# [not solved but managed] Problem z instalacją pakietu R

## rosomak

Hello,

Instalacja gentoo od zera. Płytka CD, stage3, postępowanie książkowe, wszystko według aktualnego (angielskojęzycznego na dzień instalacji) manuala. Potem update, na wszelki wypadek emerge -e system/world, doinstalowane X, mc, ntfs3g, potem instaluję KDE poprzez emerge kde-meta. Ściąga mi między innymi pakiet R. Na nim wszystko się kładzie i zaczynają się schody:

 *Quote:*   

>  *** caught segfault ***
> 
> address 0x75726c75, cause 'memory not mapped'
> 
> Traceback:
> ...

 

ebuild:

 *Quote:*   

> Portage 2.1.10.62 (default/linux/x86/10.0/desktop/kde, gcc-4.5.3, glibc-2.15-r1, 3.2.12-gentoo i686)
> 
> =================================================================
> 
>                          System Settings
> ...

 

Tutaj jest wersja z ~x86, ale dla x86 miałem to samo (próbowałem kilku instalacji, z różnymi ustawieniami w make.conf):

 *Quote:*   

> *** caught segfault ***
> 
> address 0x6f78206c, cause 'memory not mapped'
> 
> Traceback:
> ...

 

Co ciekawe - w poprzednim życiu (=kiedy miałem poprzednio gentoo, na tym samym laptopie) doinstalowywałem sobie R (chciałem go przetestować), wszystko grało. Co więcej - ja mogę R zainstalować teraz "ręcznie" (z katalogu w którym jest, configure/make/make install), zero problemu, pakiet jest i działa.

Nie mogę tylko go zainstalować poprzez emerge R.

Czuję że robię jakiś głupi błąd, że nie widzę czegoś oczywistego ... Co mi umyka ?Last edited by rosomak on Tue Jun 05, 2012 10:18 am; edited 1 time in total

----------

## rosomak

Przyczyna problemów z postu wyżej - nadal nie wiem. Z samym problemem uporałem się klasycznie po inżyniersku, czyli przez jego obejście.   :Very Happy: 

Po kolei:

Miałem w marcu taki oto mały problem. Z takich i innych różnorakich powodów pojechałem z instalacją od zera. Nowa wypalona płytka, aktualny manual (angielski, podkreślam, polski przy X-ach jest z 2009, miałem tam kilka potknięć i zdecydowałem się korzystać z najnowszego - czyli oryginału), stare konfigi.

Moja kolejność działania:

1. instalacja od zera w/g manuala (początkowo z zachowaniem starego make.conf)

2. doinstalowanie gentoolkit

Potem:

3. emerge -ev system/world

4. update (emerge --deep --update --newuse)

- _Zestaw wpisów_:
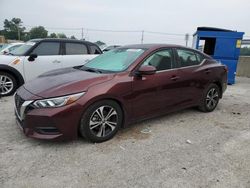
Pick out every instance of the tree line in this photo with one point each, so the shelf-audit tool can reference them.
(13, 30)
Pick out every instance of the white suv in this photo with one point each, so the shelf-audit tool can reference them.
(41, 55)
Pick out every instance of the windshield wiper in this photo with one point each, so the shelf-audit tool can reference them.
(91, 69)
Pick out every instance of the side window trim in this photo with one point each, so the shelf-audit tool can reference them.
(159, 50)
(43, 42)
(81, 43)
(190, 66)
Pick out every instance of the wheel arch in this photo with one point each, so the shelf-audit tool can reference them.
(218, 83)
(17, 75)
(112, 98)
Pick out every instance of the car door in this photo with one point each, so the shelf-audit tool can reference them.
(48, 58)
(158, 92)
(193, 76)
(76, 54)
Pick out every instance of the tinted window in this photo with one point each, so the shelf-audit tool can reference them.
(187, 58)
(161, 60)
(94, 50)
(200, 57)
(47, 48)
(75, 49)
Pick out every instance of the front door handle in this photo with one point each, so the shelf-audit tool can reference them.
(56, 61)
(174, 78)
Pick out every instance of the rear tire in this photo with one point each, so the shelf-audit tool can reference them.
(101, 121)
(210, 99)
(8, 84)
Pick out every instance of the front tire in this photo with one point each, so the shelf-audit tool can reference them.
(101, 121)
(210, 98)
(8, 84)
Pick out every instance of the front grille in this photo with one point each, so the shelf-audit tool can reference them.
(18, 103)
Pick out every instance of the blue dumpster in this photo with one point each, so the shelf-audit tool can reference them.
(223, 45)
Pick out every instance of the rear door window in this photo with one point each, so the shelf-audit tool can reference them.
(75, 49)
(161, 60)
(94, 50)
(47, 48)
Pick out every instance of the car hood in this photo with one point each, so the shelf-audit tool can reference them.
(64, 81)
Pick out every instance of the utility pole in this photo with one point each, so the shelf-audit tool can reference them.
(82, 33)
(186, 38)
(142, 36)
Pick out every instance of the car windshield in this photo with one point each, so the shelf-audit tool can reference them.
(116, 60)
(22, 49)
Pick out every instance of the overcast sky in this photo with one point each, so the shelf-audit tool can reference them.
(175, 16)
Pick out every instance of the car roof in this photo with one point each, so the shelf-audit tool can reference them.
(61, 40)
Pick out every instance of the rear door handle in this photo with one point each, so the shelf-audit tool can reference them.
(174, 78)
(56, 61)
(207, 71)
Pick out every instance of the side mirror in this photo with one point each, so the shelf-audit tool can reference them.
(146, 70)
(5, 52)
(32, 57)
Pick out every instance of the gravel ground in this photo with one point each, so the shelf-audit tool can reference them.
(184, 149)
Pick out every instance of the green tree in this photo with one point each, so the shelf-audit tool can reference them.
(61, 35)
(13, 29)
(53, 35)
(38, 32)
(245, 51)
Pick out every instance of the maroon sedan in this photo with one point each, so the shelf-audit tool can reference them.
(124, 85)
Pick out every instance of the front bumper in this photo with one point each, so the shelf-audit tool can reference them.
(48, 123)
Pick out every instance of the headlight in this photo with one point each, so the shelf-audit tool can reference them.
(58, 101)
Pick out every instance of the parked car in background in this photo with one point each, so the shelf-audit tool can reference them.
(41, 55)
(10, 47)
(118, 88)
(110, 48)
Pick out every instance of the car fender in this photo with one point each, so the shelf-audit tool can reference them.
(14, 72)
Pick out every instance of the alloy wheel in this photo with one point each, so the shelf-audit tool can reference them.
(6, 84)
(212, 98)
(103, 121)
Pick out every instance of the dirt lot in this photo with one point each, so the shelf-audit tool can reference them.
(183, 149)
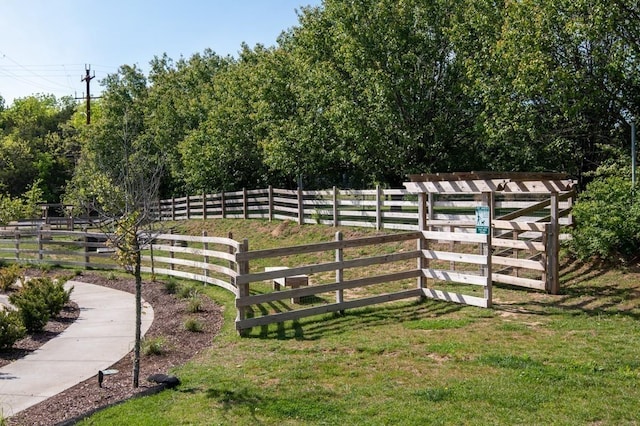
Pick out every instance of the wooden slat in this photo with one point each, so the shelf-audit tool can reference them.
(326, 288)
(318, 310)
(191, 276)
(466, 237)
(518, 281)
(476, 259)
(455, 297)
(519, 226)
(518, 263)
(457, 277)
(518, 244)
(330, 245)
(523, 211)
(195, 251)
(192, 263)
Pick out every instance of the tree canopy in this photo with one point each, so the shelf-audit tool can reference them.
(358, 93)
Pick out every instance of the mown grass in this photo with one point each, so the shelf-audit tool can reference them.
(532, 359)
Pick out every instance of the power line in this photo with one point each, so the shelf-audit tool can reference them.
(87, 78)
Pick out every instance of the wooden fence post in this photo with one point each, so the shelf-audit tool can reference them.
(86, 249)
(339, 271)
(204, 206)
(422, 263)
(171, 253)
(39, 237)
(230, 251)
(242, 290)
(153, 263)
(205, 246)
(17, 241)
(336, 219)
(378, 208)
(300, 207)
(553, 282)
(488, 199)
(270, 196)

- _Zadanie pisemne 1_: Wypisz wszystkie kroki, które rosomak podaje w wątku o instalacji pakietu R na liście zatytułowanej „Moja kolejność działania” i kontynuowanej po słowie „Potem:”.
- _Zadanie pisemne 2_: Wyjaśnij na podstawie wątku o instalacji pakietu R, dlaczego rosomak korzystał z angielskiego manuala, a nie z polskiego.
- _Zadanie pisemne 3_: W jaki sposób, według wątku o instalacji pakietu R, rosomak może zainstalować R bez problemu?

- _Rozwiązanie zadania 1_:
1. Instalacja od zera w/g manuala (początkowo z zachowaniem starego make.conf).
2. Doinstalowanie gentoolkit.
3. emerge -ev system/world.
4. Update (emerge --deep --update --newuse).

- _Rozwiązanie zadania 2_: Polski manual w części dotyczącej X-ów pochodzi z 2009 roku i rosomak miał przy nim kilka potknięć. Dlatego zdecydował się korzystać z najnowszej wersji, czyli z angielskiego oryginału.

- _Rozwiązanie zadania 3_: Ręcznie, z katalogu, w którym znajduje się pakiet, za pomocą configure/make/make install.